> [Условие задания] Продолжите рецензию на роман Николая Климонтовича «Скверные истории Пети Камнева», начав сразу после её последнего предложения.

> [Выбранный фрагмент]
Николай Климонтович в романе “Скверные истории Пети Камнева” (“Октябрь”, № 11) в привычной своей манере живописует быт и нравы московского образованного сословия последних десятилетий. На сей раз в центре внимания — тщательно спортретированный, но по итогу довольно ординарный профессорский сынок, потом журналист, с его комплексами, вкусами, настроениями, а главное — с подробно изображенными разнообразными интрижками и браками. Шалопай, баловавшийся литературой, в ранней молодости фрондировавший и даже отчисленный по наводке КГБ с журфака, тунеядец, бродяга и поэт, нигилист и скептик, Петя… А потом это просто много пьющий, широко и хаотично живущий и подуставший от жизни человек. Может быть, и типичный представитель, но в таком случае представляет он среду, которая может сегодня вызвать лишь очень специальный интерес. Возможно, автор хотел представить в лицах деградацию типа позднесоветской интеллигенции. Тогда это ему отчасти удалось. Но героя своего он даже любит. В любом случае Климонтович — опытный рассказчик, подчас довольно тонкий наблюдатель, неглупый в суждениях “с точки зрения опыта и здравого смысла”. Вот так, к примеру: в семидесятых годах прошлого века эскапизм вообще был в моде у нервных и чувствительных городских юношей, многие из которых, как и Петя, являлись изгнанными комсомольскими бурсаками, не желавшими мириться с порядками университетов, провонявших партийным духом. И многие молодые люди того поколения так и сгинули, спились или погибли, где-нибудь в Сибири или на Сахалине, куда отправлялись по своей воле, в попытке спрятаться от советской власти, от немытой России, в каких-нибудь дальних углах и на забытых окраинах империи, где, как они предполагали, жизнь была чище, а власть дальше. Увы, в основном все же автор погряз в “прозе жизни”, тяготеет к очерковости, не умея найти выход к какой-то большей значительности.

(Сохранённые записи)

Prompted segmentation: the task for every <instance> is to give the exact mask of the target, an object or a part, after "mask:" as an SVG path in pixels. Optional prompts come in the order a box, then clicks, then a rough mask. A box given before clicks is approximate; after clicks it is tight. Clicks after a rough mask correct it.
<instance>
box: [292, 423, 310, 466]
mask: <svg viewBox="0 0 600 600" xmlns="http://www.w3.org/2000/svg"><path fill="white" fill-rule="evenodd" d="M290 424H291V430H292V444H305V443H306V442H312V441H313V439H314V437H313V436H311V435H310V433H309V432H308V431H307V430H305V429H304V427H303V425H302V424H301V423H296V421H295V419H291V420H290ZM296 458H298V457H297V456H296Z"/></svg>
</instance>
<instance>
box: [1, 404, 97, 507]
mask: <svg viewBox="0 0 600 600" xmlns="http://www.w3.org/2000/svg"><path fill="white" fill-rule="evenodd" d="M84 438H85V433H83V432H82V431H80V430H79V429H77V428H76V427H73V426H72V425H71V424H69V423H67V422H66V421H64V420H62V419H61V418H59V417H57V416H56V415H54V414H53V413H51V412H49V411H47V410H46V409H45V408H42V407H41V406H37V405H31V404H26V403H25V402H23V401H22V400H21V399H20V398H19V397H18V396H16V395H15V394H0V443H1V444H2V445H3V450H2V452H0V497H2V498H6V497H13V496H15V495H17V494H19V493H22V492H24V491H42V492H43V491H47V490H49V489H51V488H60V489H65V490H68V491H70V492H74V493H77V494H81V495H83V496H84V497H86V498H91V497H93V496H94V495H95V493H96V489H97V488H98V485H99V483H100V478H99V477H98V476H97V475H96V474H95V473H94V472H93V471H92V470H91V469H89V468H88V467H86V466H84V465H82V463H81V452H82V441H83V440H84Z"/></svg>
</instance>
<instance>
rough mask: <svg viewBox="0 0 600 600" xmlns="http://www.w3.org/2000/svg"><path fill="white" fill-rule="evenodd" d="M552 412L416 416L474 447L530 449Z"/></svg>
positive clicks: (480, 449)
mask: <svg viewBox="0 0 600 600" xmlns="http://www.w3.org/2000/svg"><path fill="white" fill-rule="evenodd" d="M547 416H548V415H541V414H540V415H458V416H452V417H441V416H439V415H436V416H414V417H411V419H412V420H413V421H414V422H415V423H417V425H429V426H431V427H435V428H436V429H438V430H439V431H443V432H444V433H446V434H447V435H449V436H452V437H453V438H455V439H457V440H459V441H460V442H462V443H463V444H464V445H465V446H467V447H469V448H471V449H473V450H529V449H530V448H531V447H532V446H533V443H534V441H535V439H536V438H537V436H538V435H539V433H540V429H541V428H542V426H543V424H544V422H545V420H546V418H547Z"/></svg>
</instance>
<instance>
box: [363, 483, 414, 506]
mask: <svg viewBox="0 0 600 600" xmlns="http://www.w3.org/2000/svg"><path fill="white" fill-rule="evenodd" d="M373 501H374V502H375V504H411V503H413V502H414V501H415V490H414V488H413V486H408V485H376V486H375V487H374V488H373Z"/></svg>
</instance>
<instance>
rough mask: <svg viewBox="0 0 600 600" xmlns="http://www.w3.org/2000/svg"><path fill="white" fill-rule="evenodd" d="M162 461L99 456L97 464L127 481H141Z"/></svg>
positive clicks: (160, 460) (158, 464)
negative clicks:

> [Ответ]
Но все познается в сравнении. Роман Климонтовича по разнообразию затронутых сюжетов просто классика на фоне романа в новеллах модного в окололитературной среде Олега Зайончковского “Счастье возможно”. Судя по опубликованным в “Октябре” (№ 11) фрагментам этого романа, перед нами — обычная для автора банальная сентиментально-бытовая проза из жизни средних современных горожан. Актуальные приметы схвачены весьма поверхностно (по типу: Я сам иногда с интересом смотрю московские новости. Особенно криминальные. Особенно про разборки в верхних эшелонах власти и бизнеса и про то, как у знаменитостей угоняют их “Бентли” и “Майбахи”. В такие минуты приятно осознавать себя малоизвестным и малоимущим. Нет лучше защиты, чем собственная малость. Крошечному существу легче спрятаться, и оно не ушибается при падении. Что ни говорите, хорошо чувствовать себя незаметным…). А любовно-бытовые истории малоинтересны. Общая тенденция повествования вполне выражена в названии опуса.
Вообще, неопасная сентиментально-бытовая стихия составляет, как это нередко бывает, основу журнального мейнстрима. Есть тут вещи позначительней прочих. Так, Светлана Петрова в небезынтересной повести “Кавказский гамбит” (“Дружба народов”, № 10) кропотливо воссоздает нехитрые истории и быт своих немолодых героев из сочинского поселка Хоста. Даже и не знаешь, зачем так уж детально и со столькими повторами. Неторопливо история подбирается к трогательному адюльтеру бывшего участкового Васи Панюшкина, влюбившегося на старости лет в соседку. Как ни противился Панюшкин природе, порог желаний с каждым свиданием медленно, но неуклонно повышался. Его мечта чудесным образом обрастала плотью, воображаемые артерии и вены, совсем как настоящие, наполнялись условной кровью, вскипающей от возбуждения. Сначала его устраивало просто находиться в комнате у Зины, потом — сидеть рядом, держать маленькую руку в своей. Однажды он погладил ей колено, и она не заругалась. Далее Вася отправляется в Германию за подержанной иномаркой, и жизнь его на русской таможне окончательно идет наперекосяк. (Это, наверное, наиболее яркие страницы повести, дающие острый рисунок таможенных нравов.) В целом — сентиментальные акценты и проза жестковатого быта, трогательная умелая беллетристика.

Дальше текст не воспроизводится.